__Task objective__
Look through the entries. Copy each line that has the word "below".

__Source data__

··········

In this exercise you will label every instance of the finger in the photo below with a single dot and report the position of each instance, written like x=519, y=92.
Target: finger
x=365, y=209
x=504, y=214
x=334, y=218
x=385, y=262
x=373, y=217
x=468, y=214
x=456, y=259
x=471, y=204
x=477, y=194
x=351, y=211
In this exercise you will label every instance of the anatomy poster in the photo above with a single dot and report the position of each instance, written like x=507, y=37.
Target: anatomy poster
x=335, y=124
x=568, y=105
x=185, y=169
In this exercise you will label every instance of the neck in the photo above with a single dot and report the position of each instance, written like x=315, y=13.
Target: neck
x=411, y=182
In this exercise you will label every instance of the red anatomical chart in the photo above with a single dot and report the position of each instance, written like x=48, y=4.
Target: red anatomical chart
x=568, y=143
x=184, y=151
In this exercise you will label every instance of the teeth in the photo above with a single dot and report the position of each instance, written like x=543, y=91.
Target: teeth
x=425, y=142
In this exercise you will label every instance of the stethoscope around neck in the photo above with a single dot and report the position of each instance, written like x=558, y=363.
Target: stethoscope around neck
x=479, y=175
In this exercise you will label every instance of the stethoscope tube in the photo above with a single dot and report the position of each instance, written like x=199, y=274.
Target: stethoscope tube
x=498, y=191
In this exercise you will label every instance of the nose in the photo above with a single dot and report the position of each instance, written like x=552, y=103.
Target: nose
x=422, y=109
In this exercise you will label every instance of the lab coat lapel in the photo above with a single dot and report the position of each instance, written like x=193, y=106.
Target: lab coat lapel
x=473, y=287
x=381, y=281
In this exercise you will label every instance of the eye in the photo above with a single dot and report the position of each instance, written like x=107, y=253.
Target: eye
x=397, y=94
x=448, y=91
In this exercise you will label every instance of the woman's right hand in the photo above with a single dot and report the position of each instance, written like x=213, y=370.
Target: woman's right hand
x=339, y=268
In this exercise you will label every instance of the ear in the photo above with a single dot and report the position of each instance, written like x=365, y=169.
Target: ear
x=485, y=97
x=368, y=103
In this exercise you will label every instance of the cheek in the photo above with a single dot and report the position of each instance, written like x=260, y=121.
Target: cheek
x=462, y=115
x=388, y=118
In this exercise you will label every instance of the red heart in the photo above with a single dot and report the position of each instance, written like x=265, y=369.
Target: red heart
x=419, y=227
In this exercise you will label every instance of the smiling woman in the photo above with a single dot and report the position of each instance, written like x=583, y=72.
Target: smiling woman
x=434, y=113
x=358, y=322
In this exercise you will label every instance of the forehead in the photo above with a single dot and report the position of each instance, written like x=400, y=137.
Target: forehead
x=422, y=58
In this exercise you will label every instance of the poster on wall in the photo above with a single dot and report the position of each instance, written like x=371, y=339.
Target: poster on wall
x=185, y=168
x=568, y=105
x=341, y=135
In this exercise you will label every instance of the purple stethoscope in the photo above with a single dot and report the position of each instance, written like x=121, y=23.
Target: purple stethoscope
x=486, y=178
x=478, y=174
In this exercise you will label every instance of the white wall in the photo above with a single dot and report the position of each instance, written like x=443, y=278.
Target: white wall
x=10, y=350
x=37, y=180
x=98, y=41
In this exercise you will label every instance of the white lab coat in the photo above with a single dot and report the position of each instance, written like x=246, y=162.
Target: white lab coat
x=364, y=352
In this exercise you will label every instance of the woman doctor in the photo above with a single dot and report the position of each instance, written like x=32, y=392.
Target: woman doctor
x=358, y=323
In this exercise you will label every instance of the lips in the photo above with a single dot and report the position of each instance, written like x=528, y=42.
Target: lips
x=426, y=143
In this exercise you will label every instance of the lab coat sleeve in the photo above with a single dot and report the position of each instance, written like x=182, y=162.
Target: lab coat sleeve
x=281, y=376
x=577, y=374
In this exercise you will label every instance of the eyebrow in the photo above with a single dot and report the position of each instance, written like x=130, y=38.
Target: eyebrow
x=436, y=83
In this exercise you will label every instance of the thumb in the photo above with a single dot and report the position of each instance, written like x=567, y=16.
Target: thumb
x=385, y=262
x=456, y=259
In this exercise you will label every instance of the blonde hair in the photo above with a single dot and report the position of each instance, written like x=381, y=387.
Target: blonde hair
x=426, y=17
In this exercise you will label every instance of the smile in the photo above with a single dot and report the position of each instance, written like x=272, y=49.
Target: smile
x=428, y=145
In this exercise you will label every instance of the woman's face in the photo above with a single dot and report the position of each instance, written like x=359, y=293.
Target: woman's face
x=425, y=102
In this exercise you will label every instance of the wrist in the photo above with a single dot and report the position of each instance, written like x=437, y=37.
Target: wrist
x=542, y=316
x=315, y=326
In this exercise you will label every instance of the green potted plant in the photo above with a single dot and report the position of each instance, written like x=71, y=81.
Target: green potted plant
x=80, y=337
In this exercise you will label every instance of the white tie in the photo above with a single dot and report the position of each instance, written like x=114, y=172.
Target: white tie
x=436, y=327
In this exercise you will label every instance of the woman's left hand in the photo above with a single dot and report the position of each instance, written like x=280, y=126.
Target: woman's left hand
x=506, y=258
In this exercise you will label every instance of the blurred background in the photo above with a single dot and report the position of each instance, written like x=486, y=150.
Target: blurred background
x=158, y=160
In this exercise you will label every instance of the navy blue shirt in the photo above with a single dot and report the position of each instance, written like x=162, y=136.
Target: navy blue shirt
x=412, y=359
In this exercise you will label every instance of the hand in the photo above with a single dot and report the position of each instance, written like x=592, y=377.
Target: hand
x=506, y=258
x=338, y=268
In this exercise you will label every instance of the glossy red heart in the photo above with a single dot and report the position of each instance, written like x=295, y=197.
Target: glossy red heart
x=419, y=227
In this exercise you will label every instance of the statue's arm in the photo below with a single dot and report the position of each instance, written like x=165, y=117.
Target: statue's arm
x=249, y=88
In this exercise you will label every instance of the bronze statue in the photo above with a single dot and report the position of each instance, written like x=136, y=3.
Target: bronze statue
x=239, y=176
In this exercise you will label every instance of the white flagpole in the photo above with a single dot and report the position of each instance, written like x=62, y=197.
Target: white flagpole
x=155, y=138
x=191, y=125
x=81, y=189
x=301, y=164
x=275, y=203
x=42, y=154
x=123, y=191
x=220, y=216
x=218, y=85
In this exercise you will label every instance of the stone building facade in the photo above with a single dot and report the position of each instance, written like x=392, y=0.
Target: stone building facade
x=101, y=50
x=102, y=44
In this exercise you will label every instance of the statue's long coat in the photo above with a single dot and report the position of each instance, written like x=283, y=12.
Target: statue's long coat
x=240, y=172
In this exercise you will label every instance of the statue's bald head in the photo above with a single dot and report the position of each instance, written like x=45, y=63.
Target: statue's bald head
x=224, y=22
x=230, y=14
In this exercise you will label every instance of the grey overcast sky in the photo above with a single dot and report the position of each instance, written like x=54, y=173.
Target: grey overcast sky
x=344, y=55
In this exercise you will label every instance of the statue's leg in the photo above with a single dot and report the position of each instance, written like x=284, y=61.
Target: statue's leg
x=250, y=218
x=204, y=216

··········

__Reply to the exercise__
In this exercise you will label every instance of the finger in the photo below with a single dot and report the position of each instance, written like x=519, y=92.
In this exercise you will label every instance of the statue's arm in the photo below with a single dot and report the position of each instance, written like x=165, y=117.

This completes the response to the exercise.